[Что требуется]
1 - Что, согласно отрывку о художнике Магани, художник делал пальцем, смоченным в воде?
2 - Переведите на английский язык предложение из отрывка о художнике Магани: «Все, с кем мы разговаривали, охотно называли себя художниками».

[Выбранный отрывок]
****

Мне кажется, что художник не представлял себе заранее всю композицию, а отдельные сцены вырисовывались у него в процессе работы. Лишь главные фигуры были задуманы с самого начала. Иногда он стирал смоченным в воде пальцем неудачную линию, но я ни разу не видел, чтобы он что-либо менял в символе — ни его черты, ни расположение. Вокруг Магани собиралось немало желающих помочь, он не возражал против «коллективной» работы. Довольно часто Джарабили или кто-то другой подсаживался рядом, брал кисти и без спроса начинал разрисовывать пустой угол коры. Магани охотно подсказывал, что именно надо делать.
Все, с кем мы разговаривали, охотно называли себя художниками. Их даже удивляла сама мысль, что человек может не быть художником. Рисование для этих людей — такое же занятие, как любое другое; они не воспринимали его как искусство, а получали удовольствие от процесса работы и не утруждали себя разглядыванием чужих картин. Когда разнесся слух, что мы интересуемся рисунками, к нам начали приходить люди со своими произведениями. Но мало кто мог сравниться с Магани. Никто не обладал таким мастерством, воображением и профессионализмом, как он.

****

(Сохранённые записи набора данных)
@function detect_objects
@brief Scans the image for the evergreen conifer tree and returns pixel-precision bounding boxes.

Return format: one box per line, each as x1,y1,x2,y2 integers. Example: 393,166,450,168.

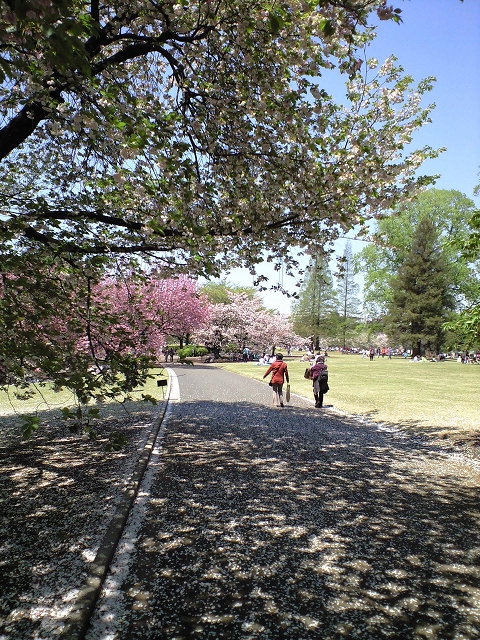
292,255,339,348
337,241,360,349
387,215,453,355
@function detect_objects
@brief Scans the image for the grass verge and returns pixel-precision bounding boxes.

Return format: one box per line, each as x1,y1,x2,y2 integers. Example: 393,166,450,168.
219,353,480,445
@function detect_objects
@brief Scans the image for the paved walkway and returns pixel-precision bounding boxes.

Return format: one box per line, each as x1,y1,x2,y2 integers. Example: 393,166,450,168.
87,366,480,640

****

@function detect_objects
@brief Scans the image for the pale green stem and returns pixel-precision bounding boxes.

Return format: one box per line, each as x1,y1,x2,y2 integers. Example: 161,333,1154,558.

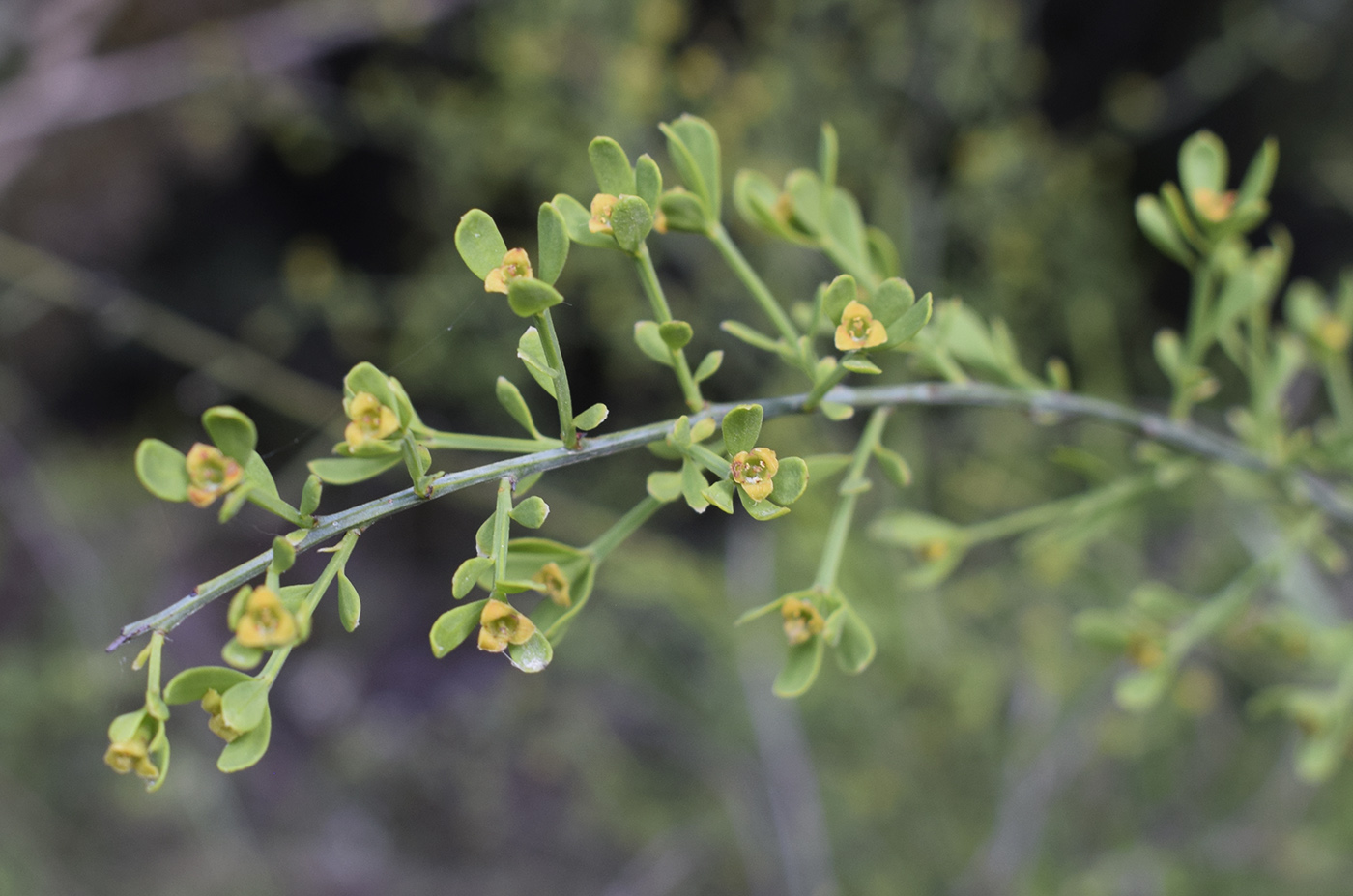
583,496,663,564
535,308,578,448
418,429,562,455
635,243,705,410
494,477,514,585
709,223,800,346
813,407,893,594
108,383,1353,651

****

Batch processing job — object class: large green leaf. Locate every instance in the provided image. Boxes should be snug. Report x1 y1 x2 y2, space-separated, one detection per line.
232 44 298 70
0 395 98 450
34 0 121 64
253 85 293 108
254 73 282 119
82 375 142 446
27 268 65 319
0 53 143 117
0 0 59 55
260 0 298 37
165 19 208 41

****

[Ожидаемые ответы]
1 - Стирал неудачную линию.

2 - Everyone we talked to readily called themselves artists.